• **Work to do**:
Copy out all of the rows below word for word, in the same order, without changing anything.

• **Data rows**:
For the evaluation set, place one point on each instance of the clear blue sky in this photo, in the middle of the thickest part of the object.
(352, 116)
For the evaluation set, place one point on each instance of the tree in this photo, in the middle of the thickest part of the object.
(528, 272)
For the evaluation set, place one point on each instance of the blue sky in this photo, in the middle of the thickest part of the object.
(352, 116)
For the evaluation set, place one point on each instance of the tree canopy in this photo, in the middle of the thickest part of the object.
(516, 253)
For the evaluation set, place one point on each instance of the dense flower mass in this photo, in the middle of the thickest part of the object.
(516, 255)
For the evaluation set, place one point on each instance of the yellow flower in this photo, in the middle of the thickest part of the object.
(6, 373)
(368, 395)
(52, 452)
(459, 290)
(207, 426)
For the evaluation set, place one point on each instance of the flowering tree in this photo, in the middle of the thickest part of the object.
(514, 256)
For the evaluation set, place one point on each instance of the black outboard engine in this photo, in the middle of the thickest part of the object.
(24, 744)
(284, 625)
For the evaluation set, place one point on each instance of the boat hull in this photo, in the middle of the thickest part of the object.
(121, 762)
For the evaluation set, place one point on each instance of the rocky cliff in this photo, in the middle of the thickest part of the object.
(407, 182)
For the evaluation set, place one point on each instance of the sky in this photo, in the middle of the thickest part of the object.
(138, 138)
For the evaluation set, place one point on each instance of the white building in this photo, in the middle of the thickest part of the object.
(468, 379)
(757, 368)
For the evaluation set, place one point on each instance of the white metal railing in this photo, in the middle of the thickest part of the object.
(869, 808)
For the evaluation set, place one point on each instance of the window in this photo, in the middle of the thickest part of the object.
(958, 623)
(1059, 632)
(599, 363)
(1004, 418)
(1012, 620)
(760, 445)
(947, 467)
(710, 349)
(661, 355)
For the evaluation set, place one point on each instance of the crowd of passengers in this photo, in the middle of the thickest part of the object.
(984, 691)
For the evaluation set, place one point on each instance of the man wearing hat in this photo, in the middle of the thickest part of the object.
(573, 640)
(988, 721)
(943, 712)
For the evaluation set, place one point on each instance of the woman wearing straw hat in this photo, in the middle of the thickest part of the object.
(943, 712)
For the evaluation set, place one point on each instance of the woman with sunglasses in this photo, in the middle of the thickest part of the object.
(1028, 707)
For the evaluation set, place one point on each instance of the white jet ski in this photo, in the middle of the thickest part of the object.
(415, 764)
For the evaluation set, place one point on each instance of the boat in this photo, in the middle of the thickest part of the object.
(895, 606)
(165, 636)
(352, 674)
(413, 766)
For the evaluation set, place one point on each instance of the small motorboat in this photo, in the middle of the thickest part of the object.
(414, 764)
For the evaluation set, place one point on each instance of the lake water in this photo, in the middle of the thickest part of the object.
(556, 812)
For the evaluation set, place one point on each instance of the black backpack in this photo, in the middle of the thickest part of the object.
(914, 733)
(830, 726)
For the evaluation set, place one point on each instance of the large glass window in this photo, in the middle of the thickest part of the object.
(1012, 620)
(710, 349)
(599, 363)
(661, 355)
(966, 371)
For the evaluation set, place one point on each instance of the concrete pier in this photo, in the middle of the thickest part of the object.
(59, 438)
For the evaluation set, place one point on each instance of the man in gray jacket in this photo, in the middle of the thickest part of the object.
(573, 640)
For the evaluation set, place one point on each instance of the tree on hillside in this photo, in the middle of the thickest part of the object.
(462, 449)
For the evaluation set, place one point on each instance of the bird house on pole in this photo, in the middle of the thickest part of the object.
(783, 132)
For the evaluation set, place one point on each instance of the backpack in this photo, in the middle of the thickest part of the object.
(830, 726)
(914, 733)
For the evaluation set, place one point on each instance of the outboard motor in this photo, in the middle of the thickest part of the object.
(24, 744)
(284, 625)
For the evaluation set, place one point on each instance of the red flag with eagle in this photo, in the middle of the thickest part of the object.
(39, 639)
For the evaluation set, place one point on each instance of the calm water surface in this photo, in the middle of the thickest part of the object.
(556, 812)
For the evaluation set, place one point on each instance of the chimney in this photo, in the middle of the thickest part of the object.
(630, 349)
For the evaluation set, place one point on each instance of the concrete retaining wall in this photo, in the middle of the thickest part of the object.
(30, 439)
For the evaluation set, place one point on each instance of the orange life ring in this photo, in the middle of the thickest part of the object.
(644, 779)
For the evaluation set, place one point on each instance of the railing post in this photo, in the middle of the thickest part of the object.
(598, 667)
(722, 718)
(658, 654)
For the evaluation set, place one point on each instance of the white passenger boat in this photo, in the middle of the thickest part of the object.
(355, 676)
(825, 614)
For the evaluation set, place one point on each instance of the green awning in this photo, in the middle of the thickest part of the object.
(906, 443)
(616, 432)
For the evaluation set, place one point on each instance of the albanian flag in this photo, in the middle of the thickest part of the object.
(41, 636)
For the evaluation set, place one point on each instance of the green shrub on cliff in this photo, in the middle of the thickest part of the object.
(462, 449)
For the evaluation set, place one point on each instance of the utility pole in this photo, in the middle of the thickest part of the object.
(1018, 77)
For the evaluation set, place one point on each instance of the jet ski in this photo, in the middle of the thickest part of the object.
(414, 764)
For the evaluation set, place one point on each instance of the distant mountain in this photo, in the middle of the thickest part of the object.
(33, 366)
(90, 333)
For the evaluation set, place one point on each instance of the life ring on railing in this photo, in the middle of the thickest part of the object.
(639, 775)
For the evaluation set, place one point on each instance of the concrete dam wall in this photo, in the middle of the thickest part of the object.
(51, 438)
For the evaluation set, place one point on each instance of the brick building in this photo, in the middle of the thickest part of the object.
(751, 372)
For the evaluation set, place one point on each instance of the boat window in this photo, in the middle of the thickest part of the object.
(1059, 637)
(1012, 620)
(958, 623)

• **Response to this task**:
For the evaluation set, place one point on each instance of the clear blue sky in this photo, in the middle of the thickest part of the object.
(352, 116)
For the evaluation set, place one point on each instance of the tree in this photo, in the middle of the thickest part of the object.
(528, 272)
For the evaluation set, place one point on each instance of the blue sky in this photo, in the middle of the thickest part of the object.
(352, 116)
For the evaluation set, place one point on each instance of the tree canopy in this photo, in the middle of the thickest part of the object.
(516, 253)
For the evaluation set, place one point on each instance of the dense flower mass in this photo, in the middle of the thickest part of the object.
(516, 255)
For the evaluation set, place one point on each instance of the yellow flower in this photo, in the middle of the thickest part of the object.
(6, 373)
(368, 395)
(52, 452)
(459, 290)
(207, 426)
For the evaluation set, place one point on each instance of the flowering tree in this photo, in the middle of the thickest part of the object.
(514, 256)
For the evaluation set, place one point on each instance of the black outboard engine in this photo, in the middle of the thickest part of the object.
(24, 744)
(284, 625)
For the evaluation set, place one point on each instance of the boat hull in this photo, in the middle of the thickest part of the object.
(121, 762)
For the evaluation set, place one point on each instance of the rocky cliff in this photo, in the middle of the thickest part of the object.
(407, 182)
For the evaluation set, place one point on each instance of the sky in this photo, in the middle of the thickest part of the object.
(138, 138)
For the evaluation set, place one point on each instance of the white building in this photo, in the middle of the thickest part of the object.
(468, 379)
(757, 368)
For the evaluation set, place one point on each instance of the white metal railing in this photo, in the middle of the thickest part of the object.
(869, 808)
For the evaluation set, place one point on each instance of the window in this photo, in the middle of the thickest part of the object.
(958, 623)
(1059, 632)
(599, 363)
(1004, 418)
(1012, 620)
(760, 445)
(947, 467)
(710, 349)
(661, 355)
For the evaluation set, place one point on each instance of the crowd of passengers in this photo, in the middle of the thickest part of the object.
(984, 691)
For the evaluation set, place one point on each instance of the man wearing hat in this photo, in the middle of the thickest part of the object.
(573, 640)
(988, 721)
(943, 712)
For the evaluation set, place one point on each instance of the woman wearing straw hat in this photo, in the middle of the thickest part of the object.
(943, 712)
For the evaluation set, place one point on each instance of the woman with sunglasses in this photo, in the middle of the thickest part of the object.
(1028, 707)
For the evaluation set, place one point on each instance of the white jet ski in this photo, in the middle of the thickest part of the object.
(415, 764)
For the evaluation set, place one point on each instance of the boat in this photo, in the middle of the thickest part of the object.
(895, 606)
(165, 636)
(352, 674)
(413, 766)
For the evaluation set, place one point on each instance of the small motorboat in this photo, in the middle of the thickest part of the object.
(414, 764)
For the evaluation set, place one point on each instance of the lake water in this photo, in the middle of the thickest part of the object.
(556, 812)
For the evaluation set, place one point on each instance of the black backpack in this photo, in the middle of the thickest part of the object.
(914, 733)
(830, 726)
For the evaluation set, place one point on each instance of the large glass window in this photo, in the middle of the thickest part of the object.
(1012, 620)
(710, 349)
(599, 363)
(661, 355)
(966, 371)
For the evaluation set, place one point on each instance of the concrete pier in this photo, in the middle of the thickest part of the object.
(59, 438)
For the evaluation set, place one point on each instance of the man in gray jacket in this photo, in the middle of the thickest part of the object.
(573, 640)
For the evaluation set, place one point on each instance of the tree on hillside in this photo, in the middle of the thickest part of the object.
(462, 449)
For the evaluation set, place one point on each instance of the bird house on pole in this photo, in the middle of the thickest part of the object.
(783, 132)
For the evaluation set, place one point on each instance of the backpack in this photo, in the middle of the thickest part of the object.
(830, 726)
(914, 733)
For the evaluation set, place one point on each instance of the outboard motor in this photo, in the middle of the thickest part of the object.
(24, 744)
(284, 625)
For the evaluation set, place one point on each instance of the red flag with eagle in this photo, in the middle of the thickest part of the object.
(39, 639)
For the evaluation set, place one point on each instance of the calm water surface in this photo, in the middle of the thickest part of the object.
(556, 812)
For the evaluation set, place one point on each instance of the chimney in this photo, in the middle of the thickest part of the object.
(630, 349)
For the evaluation set, place one point on each instance of the concrete retaining wall in this photo, in the middle of the thickest part of the object.
(30, 439)
For the evaluation set, place one point on each instance of the orange life ring in this photo, in the middle of the thickest part of the object.
(644, 779)
For the evaluation set, place one point on each instance of the railing post in this photo, in the middle of the thickest part of the object.
(598, 667)
(722, 718)
(658, 654)
For the evaluation set, place one point on each instance of the white passenger boat in this photo, in the middle of the thickest part of the object.
(355, 676)
(825, 614)
For the evaluation set, place one point on each instance of the green awning in this photo, in the middle of the thickest part of the object.
(906, 443)
(616, 432)
For the evaluation set, place one point on each instance of the albanian flag in this photo, in the middle of the thickest part of the object.
(41, 636)
For the evaluation set, place one point on each instance of the green shrub on cliff in this photo, in the middle of the thickest part of the object.
(462, 449)
For the evaluation set, place one point on each instance of the utility pole in this photo, in the middle of the thickest part of the object.
(1018, 77)
For the evaluation set, place one point on each instance of the jet ski in this photo, in the middle of the thickest part of the object.
(414, 764)
For the evaluation set, place one point on each instance of the distant mountain in this photo, in the middle of the thickest part of the object.
(33, 366)
(90, 333)
For the evaluation set, place one point on each instance of the life ring on railing in this photo, in the middle of the thickest part of the object.
(639, 775)
For the evaluation set, place one point on each instance of the concrete dam wall in this photo, in the middle of the thickest part of the object.
(51, 438)
For the evaluation set, place one point on each instance of the brick building in this photo, in the middle of the thickest part of the object.
(751, 372)
For the evaluation set, place one point on each instance of the boat window in this photo, in the middle of the thickest part of the object.
(1059, 637)
(1012, 620)
(958, 623)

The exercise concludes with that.